Edit the items below so that every "red jacket" becomes "blue jacket", and leave everything else unchanged.

++++++++

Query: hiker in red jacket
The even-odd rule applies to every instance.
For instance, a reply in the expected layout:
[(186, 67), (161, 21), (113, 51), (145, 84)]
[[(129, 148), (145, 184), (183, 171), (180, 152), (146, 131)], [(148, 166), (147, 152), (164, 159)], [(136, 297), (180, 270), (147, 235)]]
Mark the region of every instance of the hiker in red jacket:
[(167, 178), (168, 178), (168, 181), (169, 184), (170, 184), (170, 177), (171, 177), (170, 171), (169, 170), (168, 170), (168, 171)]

++++++++

- **Completed task**
Query: hiker in blue jacket
The even-odd rule applies to every instance.
For instance, a reply in the expected layout:
[(186, 67), (161, 21), (113, 51), (145, 84)]
[[(129, 148), (145, 184), (183, 171), (180, 152), (146, 131)], [(148, 166), (147, 152), (164, 159)], [(136, 297), (180, 270), (147, 235)]]
Mark the region of every instance of the hiker in blue jacket:
[(167, 178), (168, 178), (168, 181), (169, 184), (170, 184), (170, 177), (171, 177), (170, 171), (169, 170), (168, 170), (168, 171)]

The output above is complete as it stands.